[BEGIN Page extract]

What is a cybersecurity framework?

Simply put, a cybersecurity framework is a suggested best practice. It is not mandatory, it is voluntary guidance. Cybersecurity is complicated, we cannot expect every organization to reinvent the wheel while securing themselves. (PS, there might be circumstances where a "voluntary" framework becomes mandatory thanks to a contract or other requirement).

Who creates these frameworks?

Anyone can create frameworks or other guidance. Many frameworks are written by excellent teams of smart people in excellent organizations.

Some come from government, such as the National Institute of Standards and Technology (NIST). The NIST frameworks are created and maintained by some really smart people in our government, paid for with tax dollars, and made publicly available at no cost and with no license agreement.

Some frameworks come from for-profit or not-for-profit organizations (and some from organizations that seem to blend for-profit and non-profit). Having invested resources into the framework, it may be a part of their business model. Some of these frameworks may be available for easy inspection and review, sometimes with a fee or membership, others may not. Sometimes licensing agreements are involved which may serve legitimate purposes of protecting intellectual property and business models, but there may be downsides also.

My framework is simple and was created by me, and is offered for free. It can get you started and certainly is not designed to replace the more complex frameworks.

Who are the frameworks for?

All of the frameworks (except mine) are geared for readers with a high degree of technology and information security knowledge, and for organizations with mature information security programs. This means they are too technical for most individuals to understand, and for most smaller and mid sized organizations to implement.

[END Page extract]
[BEGIN Given information]

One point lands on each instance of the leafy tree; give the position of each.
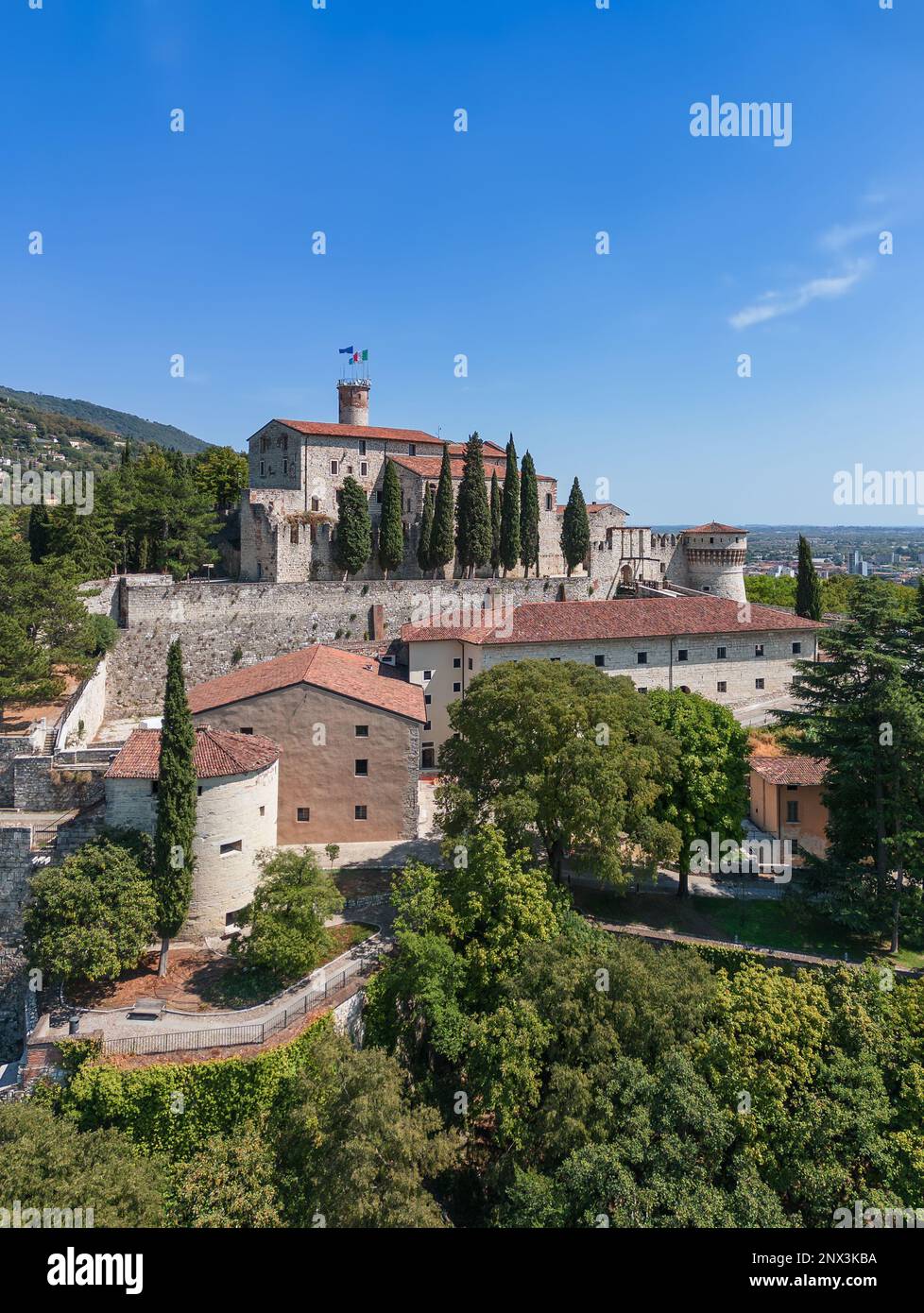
(709, 791)
(808, 585)
(566, 751)
(92, 916)
(391, 529)
(529, 516)
(293, 899)
(472, 516)
(352, 545)
(575, 529)
(230, 1184)
(358, 1151)
(509, 511)
(47, 1164)
(442, 538)
(495, 522)
(425, 532)
(175, 830)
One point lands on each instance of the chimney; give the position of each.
(353, 397)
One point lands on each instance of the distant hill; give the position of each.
(109, 420)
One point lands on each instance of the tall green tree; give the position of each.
(353, 541)
(509, 512)
(808, 585)
(529, 516)
(175, 830)
(425, 532)
(390, 528)
(442, 539)
(495, 521)
(472, 515)
(575, 529)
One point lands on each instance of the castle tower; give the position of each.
(353, 397)
(714, 554)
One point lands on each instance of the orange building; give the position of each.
(786, 800)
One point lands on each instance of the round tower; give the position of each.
(353, 397)
(714, 554)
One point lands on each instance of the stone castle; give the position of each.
(287, 516)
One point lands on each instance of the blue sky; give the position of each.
(438, 243)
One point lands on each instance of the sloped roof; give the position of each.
(626, 617)
(216, 753)
(348, 674)
(790, 770)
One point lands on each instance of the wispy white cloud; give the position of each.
(771, 305)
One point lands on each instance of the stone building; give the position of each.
(350, 731)
(235, 814)
(289, 512)
(701, 643)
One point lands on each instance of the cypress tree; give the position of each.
(495, 522)
(442, 542)
(353, 542)
(390, 528)
(425, 531)
(175, 827)
(509, 512)
(472, 515)
(808, 585)
(575, 529)
(529, 516)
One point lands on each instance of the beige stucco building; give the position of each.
(235, 815)
(350, 731)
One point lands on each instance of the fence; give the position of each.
(251, 1032)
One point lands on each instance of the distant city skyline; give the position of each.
(623, 367)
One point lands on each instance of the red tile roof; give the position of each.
(790, 770)
(348, 674)
(627, 617)
(313, 428)
(714, 527)
(216, 753)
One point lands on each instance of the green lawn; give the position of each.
(769, 923)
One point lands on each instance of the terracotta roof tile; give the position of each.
(790, 770)
(627, 617)
(216, 753)
(348, 674)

[END Given information]

Tasks for this exercise:
a. Repeat the passage on cybersecurity frameworks word for word, everything from "My framework is" down to "organizations to implement.".
b. In the passage on cybersecurity frameworks, which government body is named as one source of frameworks?
The rows have nothing to do with the passage on cybersecurity frameworks.

Responses for each task:
a.
My framework is simple and was created by me, and is offered for free. It can get you started and certainly is not designed to replace the more complex frameworks.

Who are the frameworks for?

All of the frameworks (except mine) are geared for readers with a high degree of technology and information security knowledge, and for organizations with mature information security programs. This means they are too technical for most individuals to understand, and for most smaller and mid sized organizations to implement.

b. The National Institute of Standards and Technology (NIST).